» Extrait:
━━━━━━

Ceci est la version longue de l'article paru dans le Journal du dimanche

L’intervention militaire française au Mali, le 11 janvier 2013, fut d’abord une surprise stratégique pour les djihadistes qui, en lançant la veille leur offensive vers le sud du pays, ne l’avaient probablement pas anticipé. Cette erreur d’appréciation devait certainement à une vision d’Etats occidentaux désormais réticents à s’engager au combat vraiment après l’expérience afghano-irakienne, vision confortée d’ailleurs par un certain nombre de déclarations françaises au cours des mois précédents. Dans ces conditions, face à une Mission internationale de soutien au Mali (MISMA) particulièrement lente à se mettre en place, et une armée malienne décomposée, les organisations djihadistes ont pu croire qu’elles bénéficiaient d’une liberté d’action pendant quelques mois, liberté dont elles ont voulu profiter. Leur analyse était en partie juste : nous avions effectivement atteint un point bas dans la manière de mener des interventions militaires, mais ce point bas était aussi un point d’inflexion.

L’opération Serval consacrait d’abord le retour à une forme classique d’intervention rapide de la France, proche de celle que l’on connaissait durant la guerre froide. La France avaient notamment mené une série d’opérations de guerre en Afrique de 1977 et 1980 qui avaient toutes été des succès militaires. Ces succès résultaient d’un système spécifique reposant sur des institutions autorisant un processus de décision rapide, des unités prépositionnées, des éléments en alerte en métropole, des moyens de transport et de frappe à distance, la capacité à fusionner avec des forces locales et la combinaison tactique du combat rapproché au sol et des appuis aériens.

Les opérations françaises ont commencé à perdre de leur efficacité lorsqu’on est sorti de ce système. De la Force d’interposition des Nations-Unies au Liban en 1978 à l’opération Licorne débutée en 2002 en République de Côte d’Ivoire, l’armée française a payé cher l’abandon de la notion d’ennemi et la stérilité des missions d’interposition. De l’engagement en Bosnie en 1995 à celui mené contre le régime de Kadhafi en 2011, les opérations de guerre, c’est-à-dire face à des ennemis politiques, ont alors été conduites en coalition sous leadership américain jusqu’à l’épuisement. Parallèlement, sur le sol africain, la France était dans un processus de désengagement militaire, réduisant le nombre de ses conseillers aux forces locales et de ses bases tout en privilégiant le soutien aux forces régionales et l’appel à l’Union européenne.

━━━━━━

» Énoncé écrit 1:
D'après l'extrait, quelle opération française a débuté en 2002 en République de Côte d'Ivoire ?
» Énoncé écrit 2:
Relevez chaque ligne des enregistrements qui contient le mot « plant ».

━━━━━━

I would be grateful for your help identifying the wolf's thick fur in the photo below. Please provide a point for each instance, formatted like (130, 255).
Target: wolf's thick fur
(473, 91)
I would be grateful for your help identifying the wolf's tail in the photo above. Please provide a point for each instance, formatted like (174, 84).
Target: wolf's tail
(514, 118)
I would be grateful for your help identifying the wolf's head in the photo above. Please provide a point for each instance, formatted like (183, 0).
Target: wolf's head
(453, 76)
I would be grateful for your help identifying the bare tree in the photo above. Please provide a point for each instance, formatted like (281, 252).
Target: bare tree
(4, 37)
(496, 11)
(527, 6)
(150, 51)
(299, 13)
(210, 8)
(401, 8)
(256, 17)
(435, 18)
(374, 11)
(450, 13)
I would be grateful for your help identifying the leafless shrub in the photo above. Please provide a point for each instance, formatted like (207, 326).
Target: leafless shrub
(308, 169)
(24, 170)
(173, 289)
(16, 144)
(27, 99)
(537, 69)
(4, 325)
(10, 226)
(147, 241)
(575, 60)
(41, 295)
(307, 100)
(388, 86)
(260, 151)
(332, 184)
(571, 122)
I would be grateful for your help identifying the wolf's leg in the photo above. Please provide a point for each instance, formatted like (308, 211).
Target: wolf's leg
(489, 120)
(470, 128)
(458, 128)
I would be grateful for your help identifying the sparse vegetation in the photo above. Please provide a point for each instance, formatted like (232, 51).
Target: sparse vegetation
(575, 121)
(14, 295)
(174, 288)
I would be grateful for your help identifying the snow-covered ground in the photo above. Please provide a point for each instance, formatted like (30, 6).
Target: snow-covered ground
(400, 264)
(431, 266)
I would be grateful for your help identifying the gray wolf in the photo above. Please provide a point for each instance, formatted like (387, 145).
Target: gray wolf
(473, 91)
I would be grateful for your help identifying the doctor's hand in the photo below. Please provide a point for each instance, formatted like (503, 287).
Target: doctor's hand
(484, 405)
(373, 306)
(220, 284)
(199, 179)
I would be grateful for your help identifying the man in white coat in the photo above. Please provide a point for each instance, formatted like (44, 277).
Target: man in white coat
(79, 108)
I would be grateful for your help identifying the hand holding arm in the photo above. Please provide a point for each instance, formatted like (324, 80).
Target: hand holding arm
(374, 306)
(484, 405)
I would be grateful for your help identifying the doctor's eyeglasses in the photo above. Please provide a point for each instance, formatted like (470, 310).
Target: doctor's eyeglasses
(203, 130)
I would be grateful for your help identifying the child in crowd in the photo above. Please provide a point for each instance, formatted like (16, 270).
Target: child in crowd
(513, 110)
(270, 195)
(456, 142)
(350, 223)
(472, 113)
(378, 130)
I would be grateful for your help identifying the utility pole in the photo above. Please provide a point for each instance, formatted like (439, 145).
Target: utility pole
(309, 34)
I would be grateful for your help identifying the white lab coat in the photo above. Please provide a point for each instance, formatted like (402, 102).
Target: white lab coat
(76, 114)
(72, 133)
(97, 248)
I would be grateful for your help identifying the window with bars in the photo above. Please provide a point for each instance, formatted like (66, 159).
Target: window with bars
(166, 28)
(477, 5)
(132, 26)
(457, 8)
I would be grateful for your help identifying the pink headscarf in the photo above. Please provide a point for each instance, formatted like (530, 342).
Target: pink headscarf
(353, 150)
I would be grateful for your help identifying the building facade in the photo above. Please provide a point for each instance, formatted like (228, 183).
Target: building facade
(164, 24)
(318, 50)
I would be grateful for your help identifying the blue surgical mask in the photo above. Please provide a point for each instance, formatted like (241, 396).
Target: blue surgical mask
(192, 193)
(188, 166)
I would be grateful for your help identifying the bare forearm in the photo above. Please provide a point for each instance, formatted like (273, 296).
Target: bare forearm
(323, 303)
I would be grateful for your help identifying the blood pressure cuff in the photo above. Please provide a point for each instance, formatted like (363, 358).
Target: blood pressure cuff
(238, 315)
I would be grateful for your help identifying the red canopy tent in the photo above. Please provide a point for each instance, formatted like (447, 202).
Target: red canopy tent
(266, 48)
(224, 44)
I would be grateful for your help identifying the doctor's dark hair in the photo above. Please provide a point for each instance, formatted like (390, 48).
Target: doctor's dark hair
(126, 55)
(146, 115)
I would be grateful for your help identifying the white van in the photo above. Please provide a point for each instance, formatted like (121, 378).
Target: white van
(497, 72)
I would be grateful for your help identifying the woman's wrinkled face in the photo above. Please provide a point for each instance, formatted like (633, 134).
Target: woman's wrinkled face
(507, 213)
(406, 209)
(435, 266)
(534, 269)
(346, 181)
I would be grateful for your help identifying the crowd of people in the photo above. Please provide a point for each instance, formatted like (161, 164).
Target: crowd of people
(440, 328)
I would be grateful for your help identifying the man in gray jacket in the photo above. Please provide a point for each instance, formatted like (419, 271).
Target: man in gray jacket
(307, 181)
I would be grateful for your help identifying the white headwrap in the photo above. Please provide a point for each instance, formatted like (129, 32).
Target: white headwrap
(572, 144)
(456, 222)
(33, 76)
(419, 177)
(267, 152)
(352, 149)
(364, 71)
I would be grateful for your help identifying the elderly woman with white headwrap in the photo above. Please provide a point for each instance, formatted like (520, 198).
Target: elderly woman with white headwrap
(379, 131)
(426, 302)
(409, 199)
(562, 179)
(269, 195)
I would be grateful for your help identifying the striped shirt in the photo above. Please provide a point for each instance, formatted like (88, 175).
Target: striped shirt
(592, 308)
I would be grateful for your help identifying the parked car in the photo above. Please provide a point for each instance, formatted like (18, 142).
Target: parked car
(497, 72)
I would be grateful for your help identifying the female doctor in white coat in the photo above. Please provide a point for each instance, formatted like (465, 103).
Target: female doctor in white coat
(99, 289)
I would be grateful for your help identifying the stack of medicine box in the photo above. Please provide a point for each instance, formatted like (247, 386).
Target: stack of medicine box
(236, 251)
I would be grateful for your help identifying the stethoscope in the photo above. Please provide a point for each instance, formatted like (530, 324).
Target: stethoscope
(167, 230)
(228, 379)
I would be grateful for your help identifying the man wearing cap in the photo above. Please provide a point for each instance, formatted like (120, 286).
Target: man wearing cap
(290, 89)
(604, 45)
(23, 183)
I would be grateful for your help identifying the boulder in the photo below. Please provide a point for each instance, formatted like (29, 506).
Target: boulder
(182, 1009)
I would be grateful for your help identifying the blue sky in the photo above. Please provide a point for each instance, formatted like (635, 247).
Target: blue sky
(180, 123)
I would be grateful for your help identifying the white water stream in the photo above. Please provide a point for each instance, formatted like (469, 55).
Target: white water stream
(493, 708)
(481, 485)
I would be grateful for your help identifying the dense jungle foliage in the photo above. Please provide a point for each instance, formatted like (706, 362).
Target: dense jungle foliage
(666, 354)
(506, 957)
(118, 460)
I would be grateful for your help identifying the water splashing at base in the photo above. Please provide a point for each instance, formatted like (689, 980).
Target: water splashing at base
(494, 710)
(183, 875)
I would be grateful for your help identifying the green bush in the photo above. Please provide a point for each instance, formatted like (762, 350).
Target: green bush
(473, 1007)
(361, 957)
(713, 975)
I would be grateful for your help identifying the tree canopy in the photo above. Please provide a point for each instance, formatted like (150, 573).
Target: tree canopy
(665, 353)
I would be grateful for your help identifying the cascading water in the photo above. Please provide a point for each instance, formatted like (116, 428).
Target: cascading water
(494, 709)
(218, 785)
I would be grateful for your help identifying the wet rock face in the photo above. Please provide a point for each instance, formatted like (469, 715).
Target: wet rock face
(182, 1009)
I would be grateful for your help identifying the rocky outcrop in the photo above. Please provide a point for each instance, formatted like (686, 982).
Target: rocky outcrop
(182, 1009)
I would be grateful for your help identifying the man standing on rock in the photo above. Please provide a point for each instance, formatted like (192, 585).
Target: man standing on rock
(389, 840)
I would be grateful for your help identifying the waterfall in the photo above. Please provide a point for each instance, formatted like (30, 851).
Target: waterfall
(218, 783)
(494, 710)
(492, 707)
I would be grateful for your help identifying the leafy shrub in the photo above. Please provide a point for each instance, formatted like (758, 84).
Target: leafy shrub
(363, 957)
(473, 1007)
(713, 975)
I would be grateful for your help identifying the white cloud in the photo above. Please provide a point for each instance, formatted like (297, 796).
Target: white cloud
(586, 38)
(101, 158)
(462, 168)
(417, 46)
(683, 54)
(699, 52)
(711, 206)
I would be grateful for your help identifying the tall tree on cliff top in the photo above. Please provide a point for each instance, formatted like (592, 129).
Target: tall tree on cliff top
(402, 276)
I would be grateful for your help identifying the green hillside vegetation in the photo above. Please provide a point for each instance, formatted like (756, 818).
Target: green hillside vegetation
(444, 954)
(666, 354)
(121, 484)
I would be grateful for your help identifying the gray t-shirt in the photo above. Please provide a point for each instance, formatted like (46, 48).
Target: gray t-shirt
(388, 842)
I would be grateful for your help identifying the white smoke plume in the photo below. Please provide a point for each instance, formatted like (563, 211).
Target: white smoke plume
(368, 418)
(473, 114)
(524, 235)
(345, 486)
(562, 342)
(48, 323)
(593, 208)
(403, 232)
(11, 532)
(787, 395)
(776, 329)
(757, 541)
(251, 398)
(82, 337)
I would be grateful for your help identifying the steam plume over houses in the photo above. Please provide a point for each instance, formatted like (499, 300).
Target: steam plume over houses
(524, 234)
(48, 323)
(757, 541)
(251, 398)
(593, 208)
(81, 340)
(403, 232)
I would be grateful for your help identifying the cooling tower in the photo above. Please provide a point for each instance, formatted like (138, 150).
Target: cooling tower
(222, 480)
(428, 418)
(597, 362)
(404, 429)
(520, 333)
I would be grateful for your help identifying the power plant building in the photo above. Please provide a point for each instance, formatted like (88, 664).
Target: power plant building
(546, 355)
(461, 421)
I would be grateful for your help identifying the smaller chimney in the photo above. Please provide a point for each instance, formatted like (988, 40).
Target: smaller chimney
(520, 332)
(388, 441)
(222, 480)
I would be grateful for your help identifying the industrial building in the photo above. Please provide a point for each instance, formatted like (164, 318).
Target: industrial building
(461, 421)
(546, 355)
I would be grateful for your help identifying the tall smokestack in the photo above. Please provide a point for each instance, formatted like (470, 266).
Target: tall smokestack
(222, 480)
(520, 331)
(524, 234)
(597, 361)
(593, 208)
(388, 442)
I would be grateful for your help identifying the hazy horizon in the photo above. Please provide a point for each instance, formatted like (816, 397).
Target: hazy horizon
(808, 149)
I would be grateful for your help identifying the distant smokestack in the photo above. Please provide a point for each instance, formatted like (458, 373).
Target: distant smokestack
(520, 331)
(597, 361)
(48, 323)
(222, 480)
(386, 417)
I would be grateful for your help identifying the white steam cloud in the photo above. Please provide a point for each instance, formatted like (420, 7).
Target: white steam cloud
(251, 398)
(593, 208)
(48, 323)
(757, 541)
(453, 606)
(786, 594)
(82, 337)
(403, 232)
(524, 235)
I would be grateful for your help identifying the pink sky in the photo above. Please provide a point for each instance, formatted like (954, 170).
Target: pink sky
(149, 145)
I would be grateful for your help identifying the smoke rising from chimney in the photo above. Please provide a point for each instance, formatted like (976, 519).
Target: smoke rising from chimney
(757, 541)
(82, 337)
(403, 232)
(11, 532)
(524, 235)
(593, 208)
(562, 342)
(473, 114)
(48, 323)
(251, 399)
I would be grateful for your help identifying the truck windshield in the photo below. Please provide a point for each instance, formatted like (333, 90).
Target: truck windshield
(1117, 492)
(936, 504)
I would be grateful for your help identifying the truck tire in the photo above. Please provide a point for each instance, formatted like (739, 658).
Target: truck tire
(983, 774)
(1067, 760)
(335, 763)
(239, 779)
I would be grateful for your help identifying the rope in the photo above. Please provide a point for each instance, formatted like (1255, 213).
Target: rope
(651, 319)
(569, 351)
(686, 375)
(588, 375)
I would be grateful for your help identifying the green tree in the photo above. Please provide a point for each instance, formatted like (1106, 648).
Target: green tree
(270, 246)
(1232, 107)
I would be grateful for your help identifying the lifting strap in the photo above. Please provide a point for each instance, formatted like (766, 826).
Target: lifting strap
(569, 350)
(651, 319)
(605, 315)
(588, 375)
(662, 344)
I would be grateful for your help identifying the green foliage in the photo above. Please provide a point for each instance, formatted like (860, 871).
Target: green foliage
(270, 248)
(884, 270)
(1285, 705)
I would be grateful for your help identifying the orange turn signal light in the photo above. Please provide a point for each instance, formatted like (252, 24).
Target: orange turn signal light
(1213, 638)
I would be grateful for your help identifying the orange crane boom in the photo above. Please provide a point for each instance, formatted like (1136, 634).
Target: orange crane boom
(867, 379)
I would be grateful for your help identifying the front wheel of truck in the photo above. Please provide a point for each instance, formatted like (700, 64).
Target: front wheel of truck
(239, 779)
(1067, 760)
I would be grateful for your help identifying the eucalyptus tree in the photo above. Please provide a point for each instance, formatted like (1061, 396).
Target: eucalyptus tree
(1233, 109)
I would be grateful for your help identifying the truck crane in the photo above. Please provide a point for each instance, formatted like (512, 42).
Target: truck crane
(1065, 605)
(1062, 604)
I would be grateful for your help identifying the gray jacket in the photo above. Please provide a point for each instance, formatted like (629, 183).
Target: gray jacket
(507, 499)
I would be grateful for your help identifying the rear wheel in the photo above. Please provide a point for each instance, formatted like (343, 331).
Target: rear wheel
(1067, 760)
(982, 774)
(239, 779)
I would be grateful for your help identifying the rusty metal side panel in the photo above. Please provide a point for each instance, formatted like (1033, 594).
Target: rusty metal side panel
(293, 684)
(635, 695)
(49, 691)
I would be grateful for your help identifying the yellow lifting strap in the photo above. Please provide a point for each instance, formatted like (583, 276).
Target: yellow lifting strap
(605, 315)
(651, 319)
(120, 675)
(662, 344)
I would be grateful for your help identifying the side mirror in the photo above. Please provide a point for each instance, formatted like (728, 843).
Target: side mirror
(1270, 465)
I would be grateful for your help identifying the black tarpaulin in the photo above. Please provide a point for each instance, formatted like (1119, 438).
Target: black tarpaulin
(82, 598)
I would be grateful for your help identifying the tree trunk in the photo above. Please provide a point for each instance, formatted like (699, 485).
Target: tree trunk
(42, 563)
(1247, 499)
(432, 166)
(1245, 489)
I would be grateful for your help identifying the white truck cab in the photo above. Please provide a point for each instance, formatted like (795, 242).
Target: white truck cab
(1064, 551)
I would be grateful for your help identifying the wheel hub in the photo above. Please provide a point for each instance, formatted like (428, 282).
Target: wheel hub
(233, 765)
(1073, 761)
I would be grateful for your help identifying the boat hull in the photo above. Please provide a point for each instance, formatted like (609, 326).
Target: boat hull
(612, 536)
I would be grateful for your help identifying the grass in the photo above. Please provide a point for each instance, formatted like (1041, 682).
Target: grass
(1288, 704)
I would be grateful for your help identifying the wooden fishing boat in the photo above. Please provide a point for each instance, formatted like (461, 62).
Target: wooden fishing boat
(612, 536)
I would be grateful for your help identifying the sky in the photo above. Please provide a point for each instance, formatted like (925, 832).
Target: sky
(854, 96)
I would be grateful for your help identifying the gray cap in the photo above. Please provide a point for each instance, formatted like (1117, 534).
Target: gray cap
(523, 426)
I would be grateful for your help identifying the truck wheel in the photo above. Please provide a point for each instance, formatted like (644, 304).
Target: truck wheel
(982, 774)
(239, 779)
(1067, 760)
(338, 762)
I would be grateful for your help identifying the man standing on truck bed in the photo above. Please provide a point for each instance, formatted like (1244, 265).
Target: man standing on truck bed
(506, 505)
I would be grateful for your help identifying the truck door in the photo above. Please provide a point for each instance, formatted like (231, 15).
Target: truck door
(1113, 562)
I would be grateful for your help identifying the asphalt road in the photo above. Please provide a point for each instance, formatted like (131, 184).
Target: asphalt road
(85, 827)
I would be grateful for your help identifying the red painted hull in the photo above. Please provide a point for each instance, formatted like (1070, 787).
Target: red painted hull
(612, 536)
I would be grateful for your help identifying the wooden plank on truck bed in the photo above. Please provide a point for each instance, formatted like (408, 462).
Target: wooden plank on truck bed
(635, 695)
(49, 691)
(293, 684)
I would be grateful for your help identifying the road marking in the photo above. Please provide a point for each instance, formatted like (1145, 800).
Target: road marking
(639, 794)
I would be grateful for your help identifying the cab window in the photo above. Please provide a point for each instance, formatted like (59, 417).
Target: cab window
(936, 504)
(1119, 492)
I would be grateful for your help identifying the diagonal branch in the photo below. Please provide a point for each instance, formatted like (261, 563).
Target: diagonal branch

━━━━━━

» Solution écrite 1:
L'opération Licorne.

» Solution écrite 2:
I would be grateful for your help identifying the power plant building in the photo above. Please provide a point for each instance, formatted like (88, 664).
Target: power plant building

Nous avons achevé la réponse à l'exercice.